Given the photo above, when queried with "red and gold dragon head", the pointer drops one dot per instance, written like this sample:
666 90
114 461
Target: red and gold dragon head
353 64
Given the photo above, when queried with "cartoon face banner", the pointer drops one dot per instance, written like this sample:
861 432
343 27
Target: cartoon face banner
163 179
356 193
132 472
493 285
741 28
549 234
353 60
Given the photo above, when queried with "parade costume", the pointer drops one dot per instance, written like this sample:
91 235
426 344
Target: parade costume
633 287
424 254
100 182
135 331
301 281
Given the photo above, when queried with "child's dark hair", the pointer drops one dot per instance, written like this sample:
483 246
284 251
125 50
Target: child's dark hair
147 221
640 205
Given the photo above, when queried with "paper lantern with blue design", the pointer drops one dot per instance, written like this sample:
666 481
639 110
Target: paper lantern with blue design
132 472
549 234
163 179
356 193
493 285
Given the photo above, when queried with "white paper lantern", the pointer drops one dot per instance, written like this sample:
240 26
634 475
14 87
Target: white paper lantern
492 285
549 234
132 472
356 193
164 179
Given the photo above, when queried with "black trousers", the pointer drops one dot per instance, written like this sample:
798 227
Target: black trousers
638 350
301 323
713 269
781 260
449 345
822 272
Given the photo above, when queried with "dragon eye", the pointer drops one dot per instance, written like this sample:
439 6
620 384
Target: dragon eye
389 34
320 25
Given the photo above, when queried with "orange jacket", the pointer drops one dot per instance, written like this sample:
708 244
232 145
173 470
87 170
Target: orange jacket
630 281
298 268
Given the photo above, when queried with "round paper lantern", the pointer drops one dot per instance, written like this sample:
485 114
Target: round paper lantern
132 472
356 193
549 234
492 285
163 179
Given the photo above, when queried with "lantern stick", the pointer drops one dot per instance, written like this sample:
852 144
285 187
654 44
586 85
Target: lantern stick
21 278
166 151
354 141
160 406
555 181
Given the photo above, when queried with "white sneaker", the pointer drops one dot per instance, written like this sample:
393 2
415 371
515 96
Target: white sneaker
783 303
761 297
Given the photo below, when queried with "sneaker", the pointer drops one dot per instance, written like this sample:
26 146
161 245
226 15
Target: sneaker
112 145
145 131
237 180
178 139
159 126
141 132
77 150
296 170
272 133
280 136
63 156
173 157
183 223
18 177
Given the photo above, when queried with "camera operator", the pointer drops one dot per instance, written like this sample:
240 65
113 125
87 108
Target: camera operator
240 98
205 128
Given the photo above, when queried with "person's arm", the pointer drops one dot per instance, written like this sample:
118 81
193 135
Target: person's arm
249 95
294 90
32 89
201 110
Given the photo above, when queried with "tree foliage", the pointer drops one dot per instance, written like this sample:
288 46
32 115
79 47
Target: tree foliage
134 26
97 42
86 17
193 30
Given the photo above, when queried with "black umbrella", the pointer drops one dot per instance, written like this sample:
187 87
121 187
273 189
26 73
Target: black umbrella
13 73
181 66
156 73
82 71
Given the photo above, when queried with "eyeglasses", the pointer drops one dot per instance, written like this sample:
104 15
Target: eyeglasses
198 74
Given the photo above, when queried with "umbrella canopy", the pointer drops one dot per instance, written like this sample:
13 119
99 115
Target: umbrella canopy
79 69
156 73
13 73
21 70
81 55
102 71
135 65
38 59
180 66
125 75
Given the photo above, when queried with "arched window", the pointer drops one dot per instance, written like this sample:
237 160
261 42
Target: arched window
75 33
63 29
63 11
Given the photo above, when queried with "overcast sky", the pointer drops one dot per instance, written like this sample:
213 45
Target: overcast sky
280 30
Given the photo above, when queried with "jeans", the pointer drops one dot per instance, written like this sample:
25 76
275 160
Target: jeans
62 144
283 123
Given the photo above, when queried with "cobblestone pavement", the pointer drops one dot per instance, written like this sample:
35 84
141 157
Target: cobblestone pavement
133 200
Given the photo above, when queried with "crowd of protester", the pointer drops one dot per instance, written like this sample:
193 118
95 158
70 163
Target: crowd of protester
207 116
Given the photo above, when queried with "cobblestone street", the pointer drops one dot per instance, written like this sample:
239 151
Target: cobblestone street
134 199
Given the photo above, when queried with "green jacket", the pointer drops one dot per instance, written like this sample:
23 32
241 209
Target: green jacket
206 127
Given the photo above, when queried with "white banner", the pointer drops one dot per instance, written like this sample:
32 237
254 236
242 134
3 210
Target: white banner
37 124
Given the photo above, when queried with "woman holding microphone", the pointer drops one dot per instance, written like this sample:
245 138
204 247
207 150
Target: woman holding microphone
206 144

:::::

WHAT TO WORK ON: Copy each entry exactly, with nothing added or dropped.

EXERCISE SOLUTION:
Given the photo above, when queried with "red and gold dragon head", the pointer drops one dot per instance, written like this sample:
666 90
114 461
Target: red and gold dragon head
353 64
Given the photo above, when queried with "cartoon face banner", the pointer drops one dot per instance, written like this sample:
861 432
343 27
Target: cartoon face banner
163 179
356 193
132 472
493 285
741 28
549 234
353 60
Given the photo above, when queried with "parade costume", the pointer drops one dot per instance, written like this sample:
91 235
426 344
Target: parade costume
633 287
424 254
100 182
135 331
301 281
Given the photo above, when queried with "child's dark hair", the pointer drops one dot per instance, written like this sample:
483 246
284 251
125 50
Target: child's dark hair
147 221
640 205
Given the photo above, when queried with "paper lantern with blue design", the pointer drops one dot per instance, written like this sample:
666 481
639 110
Target: paper lantern with blue design
132 472
549 234
163 179
356 193
493 285
Given the photo above, when queried with "white paper lantern", the pointer drops one dot per instance, written like this sample:
240 26
634 475
14 87
Target: white paper lantern
492 285
549 234
132 472
356 193
164 179
Given the photo above, when queried with "black trousers", the pointer drops one dot per instance, written like this sample:
798 227
Target: black trousers
638 350
301 323
713 269
781 260
449 345
822 272
Given the photo above, when queried with "dragon eye", the pointer drops one dot per instance, written like this sample:
439 6
620 384
Target: dragon eye
389 34
320 25
Given the photo above, when queried with "orange jacket", the pointer drops one dot per instance, written like this sample:
708 244
232 145
173 470
87 170
Target: orange jacket
630 281
298 268
Given the photo above, when queried with "round paper lantern", the pointer drops one dot per instance, written like this sample:
485 114
Target: round paper lantern
132 472
356 193
549 234
492 285
163 179
Given the photo above, when queried with "lantern stick", the pointer drops one dot per instance, written like this sample:
852 144
285 187
654 44
586 85
Target: lantern stick
21 278
166 151
354 141
160 406
555 181
Given the photo above, when queried with "white sneaker", the pointer drops one dot per instance, written like this sample:
393 2
415 371
515 96
Target: white sneaker
783 303
761 297
Given the photo below, when queried with "sneaker", the pointer drops one dot per instance, written like this sample:
26 146
161 245
226 15
Target: sneaker
112 145
145 131
237 180
178 139
159 126
141 132
77 150
296 170
272 133
280 136
63 156
173 157
183 223
18 177
Given the photo above, when queried with "camera operator", the pointer drops one dot per instance, written like this sample:
240 65
113 125
87 108
Target: camera operator
240 98
205 128
Given the photo above, when queried with "person's arm", the pointer drops one dot per instance, written like this sample:
118 81
193 135
Target: person's arm
249 95
294 90
32 89
201 110
Given the photo above, when queried with "tree foliage", the pointer drops one dot per instance, written like this sample:
288 46
32 115
79 47
Target: tree foliage
134 26
97 42
86 17
193 30
Given the photo above, when queried with "black umbrella", the pointer drops one dot per instance, written like this sample:
187 87
121 187
273 189
26 73
Target: black umbrella
13 73
181 66
156 73
82 71
Given the photo above, when queried with "eyeglasses", the pointer drops one dot per instance, written like this sample:
104 15
Target: eyeglasses
198 74
Given the photo above, when queried with "umbrella canopy", the pointer drops one dot per instance, written like this sample:
13 119
99 115
Target: umbrella canopy
79 69
156 73
13 73
21 70
81 55
102 71
135 65
38 59
180 66
125 75
Given the photo above, when queried with "arched window", the pointer drops one dot per instance, written like this sample:
237 160
261 42
Target: arched window
75 33
63 29
63 11
Given the photo above, when queried with "overcast sky", the pointer drops one dot per instance, written like this sample:
213 45
Target: overcast sky
280 30
Given the photo above, when queried with "jeans", the pointer drops one dot per instance, written like this sample:
25 76
275 160
Target: jeans
62 144
283 123
Given the photo above, when queried with "cobblestone pavement", the pointer drops one dot per instance, written like this sample:
35 84
141 157
Target: cobblestone pavement
133 200
Given the photo above, when queried with "crowd of protester", the pointer drops one dot per instance, written like this sample:
193 118
95 158
70 163
Target: crowd of protester
207 116
Given the photo above, when queried with "cobblestone street", the pointer drops one dot per instance, written like this sample:
239 151
Target: cobblestone street
134 199
Given the photo above, when queried with "green jacket", the pointer drops one dot per instance, written like this sample:
23 32
241 209
Target: green jacket
206 127
Given the photo above, when queried with "white banner", the pointer drops one dot per instance, written like this sample:
32 237
254 236
242 134
3 210
Target: white banner
37 124
Given the photo above, when queried with "woman holding microphone", the pointer drops one dot per instance, written like this sample:
245 138
204 247
207 150
Target: woman holding microphone
206 144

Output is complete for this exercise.